Data excerpts
-.-.-

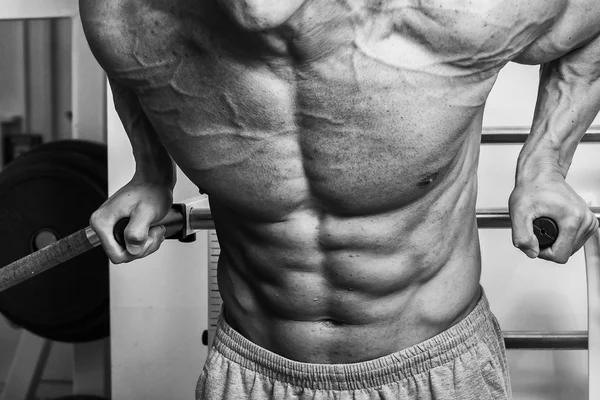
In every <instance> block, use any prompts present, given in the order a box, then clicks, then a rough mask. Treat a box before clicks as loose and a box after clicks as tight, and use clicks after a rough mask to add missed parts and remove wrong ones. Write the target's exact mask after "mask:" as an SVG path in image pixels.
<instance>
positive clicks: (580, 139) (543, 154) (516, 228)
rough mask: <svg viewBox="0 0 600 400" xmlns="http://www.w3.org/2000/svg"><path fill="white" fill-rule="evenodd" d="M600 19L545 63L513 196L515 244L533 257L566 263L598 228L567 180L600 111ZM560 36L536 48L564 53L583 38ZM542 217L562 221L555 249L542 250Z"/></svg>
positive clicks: (547, 55)
mask: <svg viewBox="0 0 600 400" xmlns="http://www.w3.org/2000/svg"><path fill="white" fill-rule="evenodd" d="M596 15H598V14H596ZM595 19H596V21H595V24H590V25H589V26H592V27H594V28H592V29H594V30H596V31H595V32H590V30H589V29H584V30H583V31H580V34H581V36H585V37H584V39H583V40H585V42H584V43H583V44H581V43H577V47H576V48H573V49H572V50H570V51H567V52H565V54H563V55H561V56H559V57H558V58H555V59H552V60H550V61H548V62H545V63H544V64H542V67H541V73H540V85H539V91H538V99H537V104H536V108H535V113H534V118H533V123H532V128H531V133H530V134H529V137H528V139H527V141H526V142H525V144H524V145H523V148H522V150H521V153H520V155H519V159H518V161H517V173H516V180H515V189H514V191H513V192H512V194H511V196H510V200H509V210H510V214H511V220H512V226H513V243H514V245H515V246H516V247H518V248H519V249H521V250H522V251H523V252H525V254H527V255H528V256H529V257H531V258H535V257H538V256H539V257H540V258H543V259H546V260H550V261H554V262H557V263H565V262H567V260H568V259H569V257H570V256H571V255H572V254H573V253H575V252H576V251H577V250H579V249H580V248H581V246H583V244H584V243H585V242H586V240H587V239H588V238H589V237H590V236H591V235H593V234H594V232H595V231H596V230H597V229H598V221H597V219H596V217H595V216H594V214H593V213H592V212H591V211H590V210H589V207H588V206H587V204H586V203H585V202H584V201H583V200H582V199H581V197H579V196H578V195H577V193H575V191H574V190H573V189H572V188H571V187H570V186H569V185H568V184H567V183H566V182H565V178H566V176H567V172H568V170H569V167H570V165H571V161H572V159H573V155H574V153H575V149H576V148H577V145H578V144H579V141H580V140H581V138H582V137H583V135H584V134H585V132H586V131H587V129H588V128H589V126H590V125H591V123H592V122H593V120H594V118H595V117H596V115H597V114H598V111H599V110H600V17H595ZM572 22H574V23H576V21H572ZM571 29H573V28H570V30H571ZM586 35H587V36H586ZM560 39H561V38H557V39H556V40H557V42H556V43H557V45H556V46H555V47H554V48H552V46H549V47H550V48H549V49H548V48H546V49H544V47H546V46H543V47H541V46H540V47H538V48H537V49H536V50H537V51H538V52H539V51H540V50H554V51H557V52H560V51H561V50H564V49H561V48H560V45H563V46H564V44H565V43H568V41H569V40H571V41H573V40H576V39H577V38H573V37H565V38H562V39H564V40H562V41H561V40H560ZM580 39H581V37H580ZM542 43H543V42H542ZM549 43H552V42H551V41H547V42H546V43H543V44H549ZM544 54H545V56H546V57H548V56H549V55H550V56H551V55H552V52H551V51H548V52H544ZM544 54H542V55H544ZM538 55H539V54H538ZM542 216H545V217H550V218H552V219H554V220H555V221H556V222H557V224H558V227H559V236H558V239H557V241H556V243H555V244H554V245H552V247H550V248H547V249H542V250H540V248H539V244H538V241H537V239H536V237H535V236H534V234H533V229H532V224H533V220H535V219H536V218H538V217H542Z"/></svg>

-.-.-

▸ **What needs to be done**
Extract every line containing the string "rough" from the data above.

▸ **Written reply**
In every <instance> block, use any prompts present, given in the order a box, then clicks, then a rough mask. Treat a box before clicks as loose and a box after clicks as tight, and use clicks after a rough mask to add missed parts and remove wrong ones. Write the target's exact mask after "mask:" as an SVG path in image pixels.
rough mask: <svg viewBox="0 0 600 400" xmlns="http://www.w3.org/2000/svg"><path fill="white" fill-rule="evenodd" d="M600 19L545 63L513 196L515 244L533 257L566 263L598 228L567 180L600 111ZM560 36L536 48L564 53L583 38ZM542 217L562 221L555 249L542 250Z"/></svg>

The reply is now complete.